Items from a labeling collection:
::::::::
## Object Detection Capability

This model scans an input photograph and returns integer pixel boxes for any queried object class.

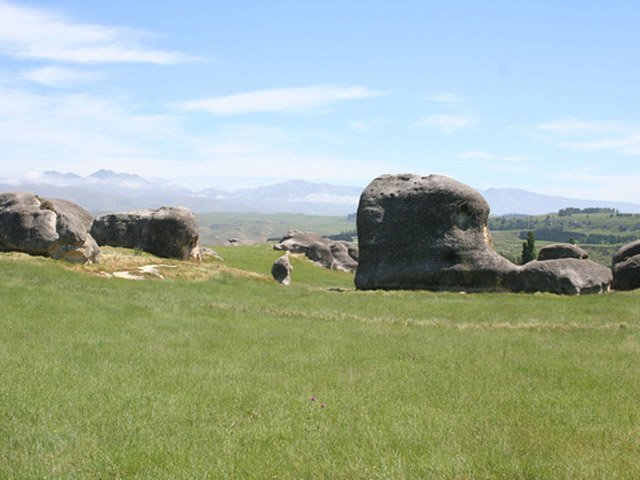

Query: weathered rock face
[91,207,201,261]
[0,192,100,263]
[271,254,293,285]
[613,240,640,290]
[273,230,358,273]
[355,174,517,291]
[507,258,613,295]
[538,243,589,261]
[355,174,612,295]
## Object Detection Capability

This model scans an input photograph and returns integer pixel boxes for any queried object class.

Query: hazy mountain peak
[87,168,148,183]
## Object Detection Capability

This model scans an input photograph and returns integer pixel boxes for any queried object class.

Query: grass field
[196,212,356,245]
[0,245,640,479]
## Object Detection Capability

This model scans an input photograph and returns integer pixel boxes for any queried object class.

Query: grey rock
[538,243,589,261]
[507,258,613,295]
[273,229,329,255]
[273,229,358,273]
[307,242,333,269]
[613,240,640,290]
[613,254,640,290]
[0,192,100,263]
[200,246,224,261]
[91,207,201,261]
[355,174,612,295]
[271,253,293,285]
[227,238,242,247]
[330,241,358,273]
[355,174,518,292]
[612,240,640,265]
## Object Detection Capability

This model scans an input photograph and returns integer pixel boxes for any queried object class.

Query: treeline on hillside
[325,230,358,242]
[487,213,640,233]
[558,207,620,217]
[519,228,638,245]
::::::::
Scale all of the lines above by reproducing each one with its request, multiplying every bounding-box coordinate in the answers by 0.5 and rounding to whole numbers, with halves rounded up. Leave the pictures out of your answer.

## Object Detection Capability

This model scans an input photograph and returns integer pixel boxes for any queried object class.


Query: weathered rock face
[46,104,101,131]
[0,96,50,132]
[136,127,147,143]
[307,120,320,145]
[137,115,179,137]
[178,87,259,146]
[254,129,307,148]
[269,122,295,131]
[178,87,306,148]
## Object Detection Capability

This model scans an input photograph and returns integer pixel boxes for any queried object class.

Query: hazy mountain peak
[44,84,74,92]
## Object Detection Capability

This model scans an input photograph and returns integer pixel boxes for any queried object class.

Query: grass field
[98,106,178,123]
[0,123,320,240]
## Object Detection Capability

This model scans an input photograph and returns integer pixel boxes for any queried object class.

Query: grey rock
[269,122,295,131]
[254,129,307,148]
[137,115,165,128]
[137,115,179,137]
[154,121,167,135]
[307,120,320,145]
[307,127,320,145]
[0,96,50,132]
[100,123,112,131]
[46,104,101,131]
[178,87,306,148]
[136,127,147,143]
[114,119,121,124]
[165,121,179,137]
[178,87,259,146]
[306,120,320,133]
## Object Detection Capability

This model scans an input photograph and returns integer pixel boxes for any queried object class.

Query: treeline on hillside
[163,115,179,121]
[244,107,320,117]
[279,104,310,109]
[260,114,319,123]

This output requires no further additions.